▶ _Obiettivi_:
a: Riporti sotto forma di tabella Markdown, con le colonne "n" e "Riga", il tratto dell'elenco che va dalla riga contenente "Target: tall evergreen tree" fino alla fine dell'elenco, estremi compresi, tralasciando le righe vuote.
b: Prosegua il testo sulla causa del sig. Meloni contro l'ente lirico di Cagliari, cominciando subito dopo l'ultima frase riportata.

▶ _Sezione del testo_:
....
Visti il ricorso in appello ed i relativi allegati, con tutti gli atti e documenti di causa.
Visti gli atti di costituzione in giudizio della Fondazione Teatro lirico di Cagliari e del Teatro lirico G. P. da Palestrina.
Relatore, nell'udienza pubblica del giorno 9 aprile 2013, il Consigliere di Stato Aldo SCOLA ed udito, per gli enti appellati, l’avvocato dello Stato Ventrella.
Ritenuto e considerato, in fatto e diritto, quanto segue.

FATTO
A) Il sig. Meloni Andrea, impiegato presso l’Istituzione dei Concerti e del Teatro lirico G. P. Da Palestrina di Cagliari dal 1° gennaio 1974, con qualifica di terzo livello A, deduceva di aver prestato servizio, dal gennaio 1995 al dicembre 1996, presso il Servizio produzione e distribuzione, occupandosi della predisposizione dei contratti e degli spettacoli, quale unico referente amministrativo ed organizzativo per le attività svolte dalle strutture decentrate dell’ente.
Egli sosteneva, dunque, di aver svolto attività rientranti in un livello superiore rispetto a quello formalmente posseduto, precisamente nel primo livello, ritenuto corrispondente alla figura del coordinatore amministrativo, unica caratterizzata da mansioni di contenuto non artistico ed inerenti all’Ufficio rapporti con il territorio, subentrato nelle competenze del Servizio produzione e distribuzione, in base alla nuova pianta organica approvata dal Consiglio di amministrazione in data 12 dicembre 1996.
B) Conseguentemente, il sig. Meloni chiedeva l’inquadramento nel superiore livello 1° e, subordinatamente, una declaratoria del suo diritto a vedersi corrisposte le relative differenze retributive per lo svolgimento di mansioni superiori: istanza, questa, già respinta in sede amministrativa con nota 17 giugno 1997 dell’Ente lirico.
Egli deduceva la censura di violazione di legge, richiamando la sentenza 12/25 luglio 1990, n. 369, della Corte costituzionale, che avrebbe esteso ai dipendenti pubblici la disciplina di cui all’art. 2103, c.c..
L’interessato chiedeva, inoltre, l’annullamento del provvedimento del Direttore generale 7 marzo 1998, n. 1911/34, recante il suo collocamento in ferie dal 9 marzo 1998 al 20 maggio 1998 ed in recupero ore c.i.a. dal 21 maggio 1998 al 9 giugno 1998, e ciò in quanto i compiti in precedenza svolti dal Servizio presso il quale era attivo il sig. Meloni sarebbero stati trasferiti nel frattempo all’Ufficio produzione (di nuova istituzione).
....
▶ _Materiale fornito_:

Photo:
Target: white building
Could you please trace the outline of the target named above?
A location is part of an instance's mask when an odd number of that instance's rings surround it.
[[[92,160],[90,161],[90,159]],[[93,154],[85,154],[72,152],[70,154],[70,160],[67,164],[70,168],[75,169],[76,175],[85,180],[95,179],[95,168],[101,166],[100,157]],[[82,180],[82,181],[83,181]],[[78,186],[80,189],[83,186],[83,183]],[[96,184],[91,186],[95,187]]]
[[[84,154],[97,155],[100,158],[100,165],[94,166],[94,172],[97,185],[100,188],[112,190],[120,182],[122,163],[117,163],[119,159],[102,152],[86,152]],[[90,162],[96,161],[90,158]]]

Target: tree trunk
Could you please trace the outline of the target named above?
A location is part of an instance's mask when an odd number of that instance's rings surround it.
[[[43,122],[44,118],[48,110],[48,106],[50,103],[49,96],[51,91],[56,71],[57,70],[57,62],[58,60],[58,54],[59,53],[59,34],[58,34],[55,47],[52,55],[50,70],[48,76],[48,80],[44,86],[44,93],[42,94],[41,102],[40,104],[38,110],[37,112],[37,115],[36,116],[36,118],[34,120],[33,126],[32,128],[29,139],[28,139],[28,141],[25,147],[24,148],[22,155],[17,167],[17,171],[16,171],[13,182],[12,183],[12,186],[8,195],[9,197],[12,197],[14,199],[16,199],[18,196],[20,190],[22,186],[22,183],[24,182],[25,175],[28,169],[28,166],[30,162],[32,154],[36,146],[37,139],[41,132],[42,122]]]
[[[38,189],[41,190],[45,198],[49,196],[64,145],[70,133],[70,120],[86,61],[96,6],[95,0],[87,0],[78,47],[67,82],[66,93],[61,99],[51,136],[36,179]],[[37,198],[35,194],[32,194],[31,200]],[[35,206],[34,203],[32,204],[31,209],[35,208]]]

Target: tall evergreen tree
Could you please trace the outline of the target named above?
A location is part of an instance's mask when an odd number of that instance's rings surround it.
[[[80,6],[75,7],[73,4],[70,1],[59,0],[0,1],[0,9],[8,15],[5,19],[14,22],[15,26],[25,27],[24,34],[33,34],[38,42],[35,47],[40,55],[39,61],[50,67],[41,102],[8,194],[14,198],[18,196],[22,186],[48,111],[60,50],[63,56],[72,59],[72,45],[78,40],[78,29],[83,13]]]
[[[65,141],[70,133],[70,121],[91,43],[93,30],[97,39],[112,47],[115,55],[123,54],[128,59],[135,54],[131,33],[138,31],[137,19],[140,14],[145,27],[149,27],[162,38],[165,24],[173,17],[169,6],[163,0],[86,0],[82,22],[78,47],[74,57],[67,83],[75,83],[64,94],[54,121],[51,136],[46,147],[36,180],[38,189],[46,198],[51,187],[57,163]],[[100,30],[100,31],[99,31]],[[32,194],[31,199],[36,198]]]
....
▶ _Le risposte_:
a:
| n | Riga |
|---|---|
| 1 | Target: tall evergreen tree |
| 2 | Could you please trace the outline of the target named above? |
| 3 | A location is part of an instance's mask when an odd number of that instance's rings surround it. |
| 4 | [[[80,6],[75,7],[73,4],[70,1],[59,0],[0,1],[0,9],[8,15],[5,19],[14,22],[15,26],[25,27],[24,34],[33,34],[38,42],[35,47],[40,55],[39,61],[50,67],[41,102],[8,194],[14,198],[18,196],[22,186],[48,111],[60,50],[63,56],[72,59],[72,45],[78,40],[78,29],[83,13]]] |
| 5 | [[[65,141],[70,133],[70,121],[91,43],[93,30],[97,39],[112,47],[115,55],[123,54],[128,59],[135,54],[131,33],[138,31],[137,19],[140,14],[145,27],[149,27],[162,38],[165,24],[173,17],[169,6],[163,0],[86,0],[82,22],[78,47],[74,57],[67,83],[75,83],[64,94],[54,121],[51,136],[46,147],[36,180],[38,189],[46,198],[51,187],[57,163]],[[100,30],[100,31],[99,31]],[[32,194],[31,199],[36,198]]] |

b:
L’interessato deduceva censure di erronei presupposti ed accertamenti, nonché eccesso di potere per illogicità manifesta e violazione di legge e delle previsioni di cui al c.c.n.l. di settore.
Si costituiva in giudizio l’Istituzione dei Concerti e del Teatro lirico, chiedendo la reiezione del gravame.
C) Il T.a.r. dichiarava il ricorso in parte inammissibile ed in parte infondato (dopo il rigetto di un’istanza cautelare), alla luce delle premesse di cui sopra, mentre le spese processuali venivano compensate fra le parti in causa.
Con l’appello in esame, la sentenza veniva impugnata dall’interessato soccombente sig. Meloni, che riprospettava quanto sostanzialmente già dedotto in prima istanza ed insisteva nelle sue richieste, cui si opponeva l’amministrazione (Fondazione Teatro lirico e Teatro lirico), costituitasi in appello a tale scopo.
All’esito della pubblica udienza di discussione la vertenza passava in decisione.
DIRITTO
I) Preliminarmente, ritiene la Sezione che il T.a.r. abbia condivisibilmente ritenuto infondata la richiesta d’inquadramento nel superiore primo livello.
Infatti, l’appellante non aveva a suo tempo impugnato i provvedimenti d’inquadramento, per la loro natura autoritativa da tempo divenuti inoppugnabili.
Neppure può il giudice amministrativo disporre – in via di accertamento – la spettanza di un livello o di una qualifica superiore, in sostituzione del provvedimento non impugnato dall’interessato.
II) Quanto alle pretese di carattere economico in questa sede riproposte dall’appellante, la sezione ritiene che esse siano infondate.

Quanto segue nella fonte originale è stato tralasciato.